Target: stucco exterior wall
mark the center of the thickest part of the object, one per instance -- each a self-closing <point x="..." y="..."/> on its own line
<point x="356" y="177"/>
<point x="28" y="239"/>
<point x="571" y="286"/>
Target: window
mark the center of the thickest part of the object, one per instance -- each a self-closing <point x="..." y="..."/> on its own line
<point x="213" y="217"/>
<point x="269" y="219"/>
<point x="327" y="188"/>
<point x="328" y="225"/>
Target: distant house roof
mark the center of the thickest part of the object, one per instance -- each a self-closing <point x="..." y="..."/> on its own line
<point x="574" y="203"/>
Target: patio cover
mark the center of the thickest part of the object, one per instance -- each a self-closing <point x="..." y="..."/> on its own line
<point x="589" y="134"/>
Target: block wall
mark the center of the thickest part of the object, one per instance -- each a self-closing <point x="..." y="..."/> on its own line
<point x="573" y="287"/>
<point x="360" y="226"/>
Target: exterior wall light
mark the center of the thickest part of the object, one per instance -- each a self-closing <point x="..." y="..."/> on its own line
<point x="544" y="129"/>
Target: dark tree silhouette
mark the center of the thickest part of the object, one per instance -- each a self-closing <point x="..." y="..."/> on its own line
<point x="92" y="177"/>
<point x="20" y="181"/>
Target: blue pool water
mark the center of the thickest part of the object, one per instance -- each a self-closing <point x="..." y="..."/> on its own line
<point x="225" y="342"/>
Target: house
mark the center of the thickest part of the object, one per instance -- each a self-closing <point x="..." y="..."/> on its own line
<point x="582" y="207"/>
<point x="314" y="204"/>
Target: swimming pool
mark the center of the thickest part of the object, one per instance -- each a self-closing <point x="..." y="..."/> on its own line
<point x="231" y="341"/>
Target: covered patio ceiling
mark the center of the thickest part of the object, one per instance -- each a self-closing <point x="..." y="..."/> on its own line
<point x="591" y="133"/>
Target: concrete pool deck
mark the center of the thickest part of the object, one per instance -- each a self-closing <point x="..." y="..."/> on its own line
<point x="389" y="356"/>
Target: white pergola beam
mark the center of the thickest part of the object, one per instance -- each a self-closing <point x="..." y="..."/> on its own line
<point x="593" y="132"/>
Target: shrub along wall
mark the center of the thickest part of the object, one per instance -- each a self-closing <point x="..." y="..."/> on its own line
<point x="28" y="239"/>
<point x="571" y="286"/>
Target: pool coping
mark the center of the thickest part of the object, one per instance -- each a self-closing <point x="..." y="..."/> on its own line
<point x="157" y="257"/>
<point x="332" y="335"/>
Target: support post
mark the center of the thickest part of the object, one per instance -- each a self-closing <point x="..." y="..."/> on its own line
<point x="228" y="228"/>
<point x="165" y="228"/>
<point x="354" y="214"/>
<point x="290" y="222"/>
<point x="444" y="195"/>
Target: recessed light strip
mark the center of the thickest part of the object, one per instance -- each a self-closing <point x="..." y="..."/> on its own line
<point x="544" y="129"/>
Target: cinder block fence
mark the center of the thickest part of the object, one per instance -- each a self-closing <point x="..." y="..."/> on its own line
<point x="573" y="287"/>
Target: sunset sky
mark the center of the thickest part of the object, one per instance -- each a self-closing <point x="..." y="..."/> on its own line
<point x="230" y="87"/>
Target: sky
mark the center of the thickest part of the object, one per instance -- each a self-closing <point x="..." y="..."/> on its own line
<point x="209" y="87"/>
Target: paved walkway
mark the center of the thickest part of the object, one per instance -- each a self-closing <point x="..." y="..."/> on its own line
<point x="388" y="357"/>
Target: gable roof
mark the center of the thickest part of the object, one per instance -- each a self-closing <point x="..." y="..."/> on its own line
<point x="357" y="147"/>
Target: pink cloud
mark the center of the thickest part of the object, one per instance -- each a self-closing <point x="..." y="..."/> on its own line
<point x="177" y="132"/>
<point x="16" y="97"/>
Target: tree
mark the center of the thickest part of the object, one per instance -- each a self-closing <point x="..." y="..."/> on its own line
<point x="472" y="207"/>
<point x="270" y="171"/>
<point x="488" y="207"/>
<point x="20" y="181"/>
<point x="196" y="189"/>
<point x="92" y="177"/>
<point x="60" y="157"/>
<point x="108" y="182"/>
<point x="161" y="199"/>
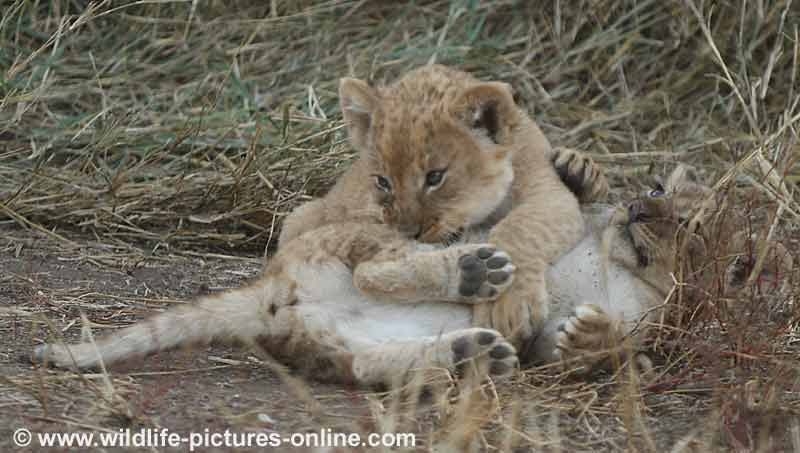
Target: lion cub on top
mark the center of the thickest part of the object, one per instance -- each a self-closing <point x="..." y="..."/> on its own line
<point x="441" y="152"/>
<point x="306" y="309"/>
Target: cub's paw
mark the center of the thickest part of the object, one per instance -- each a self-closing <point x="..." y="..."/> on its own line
<point x="585" y="338"/>
<point x="481" y="353"/>
<point x="484" y="273"/>
<point x="581" y="175"/>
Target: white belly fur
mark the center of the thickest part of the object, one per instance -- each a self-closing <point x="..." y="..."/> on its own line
<point x="329" y="297"/>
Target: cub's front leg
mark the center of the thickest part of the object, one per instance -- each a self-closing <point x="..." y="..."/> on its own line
<point x="466" y="353"/>
<point x="471" y="273"/>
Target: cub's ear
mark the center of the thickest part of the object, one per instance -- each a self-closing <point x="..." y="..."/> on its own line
<point x="358" y="102"/>
<point x="488" y="109"/>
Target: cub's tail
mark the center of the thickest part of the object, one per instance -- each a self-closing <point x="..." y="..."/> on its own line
<point x="231" y="316"/>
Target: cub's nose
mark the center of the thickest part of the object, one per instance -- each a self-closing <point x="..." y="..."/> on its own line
<point x="635" y="211"/>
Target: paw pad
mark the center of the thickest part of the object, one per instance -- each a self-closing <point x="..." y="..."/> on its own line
<point x="484" y="273"/>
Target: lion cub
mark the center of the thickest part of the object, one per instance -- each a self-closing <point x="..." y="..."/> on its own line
<point x="307" y="310"/>
<point x="442" y="152"/>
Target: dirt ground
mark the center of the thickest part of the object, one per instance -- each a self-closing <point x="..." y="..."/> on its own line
<point x="223" y="388"/>
<point x="216" y="388"/>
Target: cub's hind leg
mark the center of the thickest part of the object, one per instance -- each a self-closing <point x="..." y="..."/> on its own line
<point x="472" y="273"/>
<point x="591" y="339"/>
<point x="472" y="352"/>
<point x="227" y="317"/>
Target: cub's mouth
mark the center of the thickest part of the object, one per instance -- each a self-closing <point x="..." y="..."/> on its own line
<point x="631" y="219"/>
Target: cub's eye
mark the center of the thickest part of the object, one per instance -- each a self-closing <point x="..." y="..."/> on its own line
<point x="382" y="183"/>
<point x="658" y="191"/>
<point x="434" y="178"/>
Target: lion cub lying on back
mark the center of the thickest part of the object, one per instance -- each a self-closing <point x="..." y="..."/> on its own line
<point x="306" y="310"/>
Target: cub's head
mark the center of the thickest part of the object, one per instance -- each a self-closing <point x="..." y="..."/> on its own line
<point x="663" y="224"/>
<point x="438" y="147"/>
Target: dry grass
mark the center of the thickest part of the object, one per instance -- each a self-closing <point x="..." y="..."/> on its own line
<point x="174" y="129"/>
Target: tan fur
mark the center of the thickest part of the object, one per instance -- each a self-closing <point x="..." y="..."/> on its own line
<point x="309" y="308"/>
<point x="306" y="310"/>
<point x="497" y="174"/>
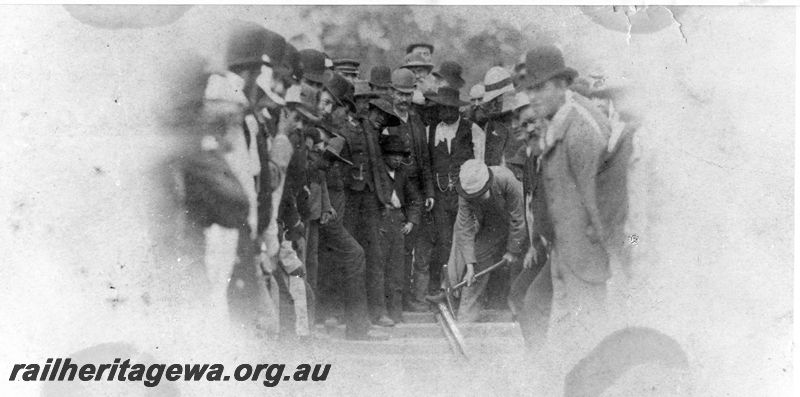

◇ ◇ ◇ ◇

What is needed is every line from the data above that includes the string "patio", copied out.

Target: patio cover
Target: covered patio ceiling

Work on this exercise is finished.